| What to work on |
Restate the records in their entirety, word for word.

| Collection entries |
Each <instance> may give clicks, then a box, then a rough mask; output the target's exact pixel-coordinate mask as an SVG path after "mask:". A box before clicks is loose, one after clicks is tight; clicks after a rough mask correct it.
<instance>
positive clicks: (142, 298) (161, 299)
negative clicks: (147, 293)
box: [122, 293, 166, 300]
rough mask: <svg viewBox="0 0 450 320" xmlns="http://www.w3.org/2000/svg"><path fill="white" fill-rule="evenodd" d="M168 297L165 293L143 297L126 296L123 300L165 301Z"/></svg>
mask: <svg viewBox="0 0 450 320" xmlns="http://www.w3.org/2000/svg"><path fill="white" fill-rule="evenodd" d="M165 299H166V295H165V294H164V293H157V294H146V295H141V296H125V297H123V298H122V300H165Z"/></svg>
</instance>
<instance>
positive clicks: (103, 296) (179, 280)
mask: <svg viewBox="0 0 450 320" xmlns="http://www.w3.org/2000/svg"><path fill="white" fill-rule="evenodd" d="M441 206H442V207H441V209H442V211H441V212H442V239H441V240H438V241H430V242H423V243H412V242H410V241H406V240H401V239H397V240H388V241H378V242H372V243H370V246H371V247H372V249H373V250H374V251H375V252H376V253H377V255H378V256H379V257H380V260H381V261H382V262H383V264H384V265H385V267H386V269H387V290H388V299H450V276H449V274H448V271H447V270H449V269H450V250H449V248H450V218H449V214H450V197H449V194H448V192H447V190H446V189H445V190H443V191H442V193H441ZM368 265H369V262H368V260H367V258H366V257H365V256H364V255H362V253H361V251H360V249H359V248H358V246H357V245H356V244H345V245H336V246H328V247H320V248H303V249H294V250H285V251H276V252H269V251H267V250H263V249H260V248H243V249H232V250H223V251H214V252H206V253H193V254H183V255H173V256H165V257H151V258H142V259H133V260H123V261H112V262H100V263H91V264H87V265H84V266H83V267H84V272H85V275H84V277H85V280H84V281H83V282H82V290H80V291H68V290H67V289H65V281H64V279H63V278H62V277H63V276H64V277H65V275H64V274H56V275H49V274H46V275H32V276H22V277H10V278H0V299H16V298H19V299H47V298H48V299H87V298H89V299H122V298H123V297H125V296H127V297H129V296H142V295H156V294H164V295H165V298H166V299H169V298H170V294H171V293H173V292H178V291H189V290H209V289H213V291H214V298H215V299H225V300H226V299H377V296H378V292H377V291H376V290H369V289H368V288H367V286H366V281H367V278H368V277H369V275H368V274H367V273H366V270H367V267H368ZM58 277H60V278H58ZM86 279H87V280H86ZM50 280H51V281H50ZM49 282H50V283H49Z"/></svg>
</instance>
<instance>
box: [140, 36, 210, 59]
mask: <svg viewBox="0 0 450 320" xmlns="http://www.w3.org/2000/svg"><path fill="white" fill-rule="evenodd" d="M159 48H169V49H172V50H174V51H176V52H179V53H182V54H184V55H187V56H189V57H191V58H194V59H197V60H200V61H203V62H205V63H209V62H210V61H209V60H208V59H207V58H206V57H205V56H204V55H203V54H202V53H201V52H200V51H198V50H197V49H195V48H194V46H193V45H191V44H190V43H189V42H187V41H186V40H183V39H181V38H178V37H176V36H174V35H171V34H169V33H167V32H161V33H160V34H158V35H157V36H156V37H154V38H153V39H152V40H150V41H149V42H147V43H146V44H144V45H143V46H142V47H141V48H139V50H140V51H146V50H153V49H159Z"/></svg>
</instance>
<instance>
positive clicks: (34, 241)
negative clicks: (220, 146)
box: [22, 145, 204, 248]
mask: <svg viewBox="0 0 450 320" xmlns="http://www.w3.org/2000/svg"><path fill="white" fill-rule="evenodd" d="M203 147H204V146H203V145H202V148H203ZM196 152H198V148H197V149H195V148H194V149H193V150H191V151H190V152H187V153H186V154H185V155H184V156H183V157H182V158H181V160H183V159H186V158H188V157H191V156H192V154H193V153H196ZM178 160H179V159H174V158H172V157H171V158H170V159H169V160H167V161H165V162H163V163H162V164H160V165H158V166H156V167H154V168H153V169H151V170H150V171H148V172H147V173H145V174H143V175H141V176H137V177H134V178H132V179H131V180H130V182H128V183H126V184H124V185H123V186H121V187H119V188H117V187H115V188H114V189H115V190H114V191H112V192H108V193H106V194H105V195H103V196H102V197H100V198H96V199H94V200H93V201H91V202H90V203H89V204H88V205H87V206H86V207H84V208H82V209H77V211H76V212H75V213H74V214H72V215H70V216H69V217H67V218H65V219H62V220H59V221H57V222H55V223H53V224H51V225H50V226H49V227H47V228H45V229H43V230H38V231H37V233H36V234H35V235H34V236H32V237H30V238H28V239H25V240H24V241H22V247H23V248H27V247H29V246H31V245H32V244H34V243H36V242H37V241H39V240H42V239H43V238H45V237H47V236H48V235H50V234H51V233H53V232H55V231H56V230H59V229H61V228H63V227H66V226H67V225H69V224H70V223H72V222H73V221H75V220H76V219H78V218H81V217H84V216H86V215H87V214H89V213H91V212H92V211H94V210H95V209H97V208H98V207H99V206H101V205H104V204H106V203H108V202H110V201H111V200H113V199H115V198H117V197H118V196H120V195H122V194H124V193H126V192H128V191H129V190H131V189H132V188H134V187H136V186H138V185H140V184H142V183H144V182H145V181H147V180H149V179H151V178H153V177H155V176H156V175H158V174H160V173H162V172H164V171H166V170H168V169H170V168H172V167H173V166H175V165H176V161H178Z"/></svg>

| Task result |
Each <instance> may give clicks, then a box, then a rough mask; output the target's exact pixel-coordinate mask as an SVG path after "mask:". A box before clicks is loose, one after clicks is tight; clicks after a rough mask correct it.
<instance>
positive clicks: (142, 298) (161, 299)
negative clicks: (147, 293)
box: [122, 293, 166, 300]
rough mask: <svg viewBox="0 0 450 320" xmlns="http://www.w3.org/2000/svg"><path fill="white" fill-rule="evenodd" d="M168 297L165 293L143 297L126 296L123 300L165 301Z"/></svg>
mask: <svg viewBox="0 0 450 320" xmlns="http://www.w3.org/2000/svg"><path fill="white" fill-rule="evenodd" d="M165 299H166V295H165V294H164V293H157V294H146V295H141V296H125V297H123V298H122V300H165Z"/></svg>
</instance>
<instance>
positive clicks: (103, 296) (179, 280)
mask: <svg viewBox="0 0 450 320" xmlns="http://www.w3.org/2000/svg"><path fill="white" fill-rule="evenodd" d="M441 206H442V207H441V209H442V211H441V212H442V239H441V240H438V241H430V242H423V243H412V242H410V241H406V240H401V239H397V240H388V241H378V242H372V243H370V246H371V247H372V249H373V250H374V251H375V252H376V253H377V255H378V256H379V257H380V260H381V261H382V262H383V264H384V265H385V267H386V269H387V290H388V299H450V276H449V274H448V271H447V270H449V269H450V250H449V248H450V218H449V214H450V197H449V194H448V192H447V190H446V189H445V190H443V191H442V193H441ZM368 265H369V262H368V260H367V258H366V257H365V256H364V255H362V253H361V251H360V249H359V248H358V246H357V245H356V244H345V245H336V246H328V247H320V248H303V249H294V250H285V251H276V252H269V251H267V250H263V249H260V248H243V249H232V250H223V251H214V252H206V253H193V254H183V255H173V256H165V257H151V258H142V259H133V260H123V261H112V262H100V263H91V264H87V265H84V266H83V267H84V272H85V275H84V277H85V280H84V281H83V282H82V290H80V291H68V290H67V289H65V281H64V279H63V278H62V277H63V276H64V277H65V275H64V274H56V275H49V274H46V275H32V276H22V277H10V278H0V299H16V298H19V299H47V298H48V299H87V298H89V299H122V298H123V297H125V296H127V297H129V296H142V295H156V294H164V295H165V298H166V299H169V298H170V294H171V293H173V292H178V291H189V290H209V289H213V291H214V298H215V299H225V300H226V299H377V296H378V292H377V291H376V290H369V289H368V288H367V286H366V281H367V278H368V277H369V275H368V274H367V273H366V270H367V267H368ZM58 277H60V278H58ZM86 279H87V280H86ZM50 280H51V281H50ZM49 282H50V283H49Z"/></svg>
</instance>
<instance>
box: [140, 36, 210, 59]
mask: <svg viewBox="0 0 450 320" xmlns="http://www.w3.org/2000/svg"><path fill="white" fill-rule="evenodd" d="M159 48H169V49H172V50H174V51H176V52H179V53H182V54H184V55H187V56H189V57H191V58H194V59H197V60H200V61H203V62H205V63H209V62H210V61H209V60H208V59H207V58H206V57H205V56H204V55H203V54H202V53H201V52H200V51H198V50H197V49H195V48H194V46H193V45H191V44H190V43H189V42H187V41H186V40H183V39H181V38H178V37H176V36H174V35H171V34H169V33H167V32H161V33H160V34H158V35H157V36H156V37H154V38H153V39H152V40H150V41H149V42H147V43H146V44H144V45H143V46H142V47H141V48H139V50H140V51H146V50H153V49H159Z"/></svg>
</instance>
<instance>
positive clicks: (34, 241)
negative clicks: (220, 146)
box: [22, 145, 204, 248]
mask: <svg viewBox="0 0 450 320" xmlns="http://www.w3.org/2000/svg"><path fill="white" fill-rule="evenodd" d="M203 147H204V146H203V145H202V148H203ZM196 152H198V148H197V149H195V148H194V149H193V150H191V151H190V152H187V153H186V154H185V155H184V156H183V157H182V158H181V160H183V159H186V158H188V157H191V156H192V154H193V153H196ZM178 160H179V159H174V158H172V157H171V158H170V159H169V160H167V161H165V162H163V163H162V164H160V165H158V166H156V167H154V168H153V169H151V170H150V171H148V172H147V173H145V174H143V175H141V176H137V177H134V178H132V179H131V180H130V182H128V183H126V184H124V185H123V186H121V187H119V188H117V187H115V188H114V189H115V190H114V191H112V192H108V193H106V194H105V195H103V196H102V197H100V198H96V199H94V200H93V201H91V202H90V203H89V204H88V205H87V206H86V207H84V208H82V209H77V211H76V212H75V213H74V214H72V215H70V216H69V217H67V218H65V219H62V220H59V221H57V222H55V223H53V224H51V225H50V226H49V227H47V228H45V229H43V230H38V231H37V233H36V234H35V235H34V236H32V237H30V238H28V239H25V240H24V241H22V247H23V248H27V247H29V246H31V245H32V244H34V243H36V242H37V241H39V240H42V239H43V238H45V237H47V236H48V235H50V234H51V233H53V232H55V231H56V230H59V229H61V228H63V227H66V226H67V225H69V224H70V223H72V222H73V221H75V220H76V219H78V218H81V217H84V216H86V215H87V214H89V213H91V212H92V211H94V210H95V209H97V208H98V207H99V206H101V205H104V204H106V203H108V202H110V201H111V200H113V199H115V198H117V197H118V196H120V195H122V194H124V193H126V192H128V191H129V190H131V189H132V188H134V187H136V186H138V185H140V184H142V183H144V182H145V181H147V180H149V179H151V178H153V177H155V176H156V175H158V174H160V173H162V172H164V171H166V170H168V169H170V168H172V167H173V166H175V165H176V161H178Z"/></svg>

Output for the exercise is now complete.